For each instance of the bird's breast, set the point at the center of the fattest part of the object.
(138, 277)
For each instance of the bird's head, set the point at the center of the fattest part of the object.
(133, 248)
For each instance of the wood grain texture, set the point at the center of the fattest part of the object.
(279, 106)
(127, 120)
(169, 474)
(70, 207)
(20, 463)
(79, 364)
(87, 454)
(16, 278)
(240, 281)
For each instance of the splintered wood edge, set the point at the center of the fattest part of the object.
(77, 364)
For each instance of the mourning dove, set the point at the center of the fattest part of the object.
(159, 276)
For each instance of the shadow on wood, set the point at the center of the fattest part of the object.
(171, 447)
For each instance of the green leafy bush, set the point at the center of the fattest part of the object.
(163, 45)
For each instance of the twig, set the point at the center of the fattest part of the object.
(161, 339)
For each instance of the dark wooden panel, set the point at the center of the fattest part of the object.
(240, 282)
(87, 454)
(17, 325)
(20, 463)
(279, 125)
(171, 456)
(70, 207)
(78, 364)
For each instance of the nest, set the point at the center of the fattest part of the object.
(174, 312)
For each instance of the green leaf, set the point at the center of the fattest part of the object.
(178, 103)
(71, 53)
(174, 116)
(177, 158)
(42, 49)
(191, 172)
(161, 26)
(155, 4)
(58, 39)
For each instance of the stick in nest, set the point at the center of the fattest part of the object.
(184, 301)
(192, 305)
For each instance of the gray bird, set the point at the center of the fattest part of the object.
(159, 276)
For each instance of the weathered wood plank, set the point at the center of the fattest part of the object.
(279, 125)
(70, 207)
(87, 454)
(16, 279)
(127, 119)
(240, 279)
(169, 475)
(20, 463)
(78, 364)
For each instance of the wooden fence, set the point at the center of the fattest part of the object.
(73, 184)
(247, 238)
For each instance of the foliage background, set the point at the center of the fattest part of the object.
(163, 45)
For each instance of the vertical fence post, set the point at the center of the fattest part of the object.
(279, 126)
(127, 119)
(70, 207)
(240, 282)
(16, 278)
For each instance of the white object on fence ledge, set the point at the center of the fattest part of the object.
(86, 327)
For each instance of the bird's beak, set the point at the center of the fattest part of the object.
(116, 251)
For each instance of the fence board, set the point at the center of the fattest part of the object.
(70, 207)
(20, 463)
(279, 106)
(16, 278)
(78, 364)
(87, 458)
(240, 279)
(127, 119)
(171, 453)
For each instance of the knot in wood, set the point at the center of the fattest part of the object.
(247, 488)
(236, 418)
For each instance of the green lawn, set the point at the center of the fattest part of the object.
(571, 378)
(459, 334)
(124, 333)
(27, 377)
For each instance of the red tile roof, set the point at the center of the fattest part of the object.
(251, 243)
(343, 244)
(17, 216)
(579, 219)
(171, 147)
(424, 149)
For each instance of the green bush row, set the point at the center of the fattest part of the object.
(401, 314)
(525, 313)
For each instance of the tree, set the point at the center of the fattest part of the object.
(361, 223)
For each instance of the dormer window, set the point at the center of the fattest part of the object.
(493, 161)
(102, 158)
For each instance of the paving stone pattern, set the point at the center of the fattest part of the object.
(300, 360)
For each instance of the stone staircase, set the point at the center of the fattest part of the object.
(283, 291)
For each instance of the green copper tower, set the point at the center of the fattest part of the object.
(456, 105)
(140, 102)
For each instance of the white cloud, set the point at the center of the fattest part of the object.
-=-=-=-=-
#### WHAT YOU HAVE TO DO
Reproduce the entire listing above word for word, from the first line to the last.

#### OUTPUT OF THE TASK
For each instance of the bird's breast, set the point at the center of the fattest part of the object.
(138, 277)
For each instance of the bird's head, set the point at the center of the fattest part of the object.
(133, 248)
For each instance of the wood grain texture, set the point at the center of the fattest part of the object.
(279, 106)
(127, 120)
(169, 474)
(70, 207)
(20, 463)
(79, 364)
(87, 454)
(16, 278)
(240, 281)
For each instance of the splintered wood edge, set the point at the center of the fattest part of the object.
(77, 364)
For each instance of the mourning dove, set the point at the center of the fattest part of the object.
(159, 276)
For each instance of the shadow on wood, set the point at the center of the fattest part of the object.
(171, 447)
For each instance of the green leafy bush, set the point at the center of the fattest part of the object.
(163, 45)
For each instance of the twig, set the point at the center of the fattest part of the object.
(161, 339)
For each instance of the dark wooden panel, set the point at the center of the fattest part of the object.
(240, 282)
(87, 454)
(17, 325)
(20, 463)
(279, 125)
(171, 456)
(70, 207)
(78, 364)
For each instance of the nest, set the point at the center of the fattest part of the object.
(174, 312)
For each instance of the green leaf, set the point at the center of the fattest part of the object.
(178, 103)
(71, 53)
(174, 116)
(177, 158)
(42, 49)
(191, 172)
(161, 26)
(155, 4)
(58, 39)
For each instance of the stick in nest, set the point at the center of the fattest part of the object.
(184, 301)
(192, 305)
For each instance of the gray bird, set the point at the center of the fattest part of the object.
(159, 276)
For each instance of the weathered wood plank, set the point at the center of the fattest part of the object.
(279, 125)
(70, 207)
(87, 454)
(16, 279)
(127, 119)
(240, 279)
(169, 475)
(20, 463)
(78, 364)
For each instance of the wooden fence, set the point at the center of the fattest part of the object.
(73, 184)
(247, 238)
For each instance of the foliage background, set the point at the center of the fattest part of the object.
(163, 45)
For each instance of the vertical fence post, set the point at the center of the fattest part of the object.
(279, 126)
(127, 119)
(70, 207)
(240, 282)
(16, 278)
For each instance of the white object on fence ledge, set the point at the center of the fattest part of the object.
(86, 327)
For each instance of the bird's beak, set the point at the center of the fattest part of the object.
(116, 251)
For each instance of the fence board, set the point at the center of the fattest part of the object.
(70, 207)
(20, 463)
(279, 106)
(16, 278)
(78, 364)
(87, 458)
(240, 279)
(127, 119)
(171, 453)
For each instance of the knot in wood, set the point at the center of the fattest part of the object.
(247, 488)
(236, 418)
For each instance of the green lawn, set the point at the center of the fattest part of the object.
(571, 378)
(459, 334)
(124, 333)
(27, 377)
For each instance of the red tile roof, set the point at the center of the fattest part of the object.
(251, 243)
(343, 244)
(17, 216)
(579, 219)
(171, 147)
(424, 149)
For each instance of the green bush row, set the point at the center of the fattest part of the object.
(401, 314)
(525, 313)
For each instance of the tree, set the point at the center of the fattest part of the object.
(361, 223)
For each instance of the dormer window, set the point at the center of the fattest part of the object.
(493, 161)
(102, 158)
For each instance of the paving stone pattern, set the point at the center of the fattest part of the object.
(300, 360)
For each instance of the stone staircase, set the point at the center of the fattest part of the object.
(283, 291)
For each instance of the green copper tower, set the point at the center of the fattest part of the object.
(456, 105)
(140, 102)
For each instance of the white cloud, set the point at the center of the fattest part of the object.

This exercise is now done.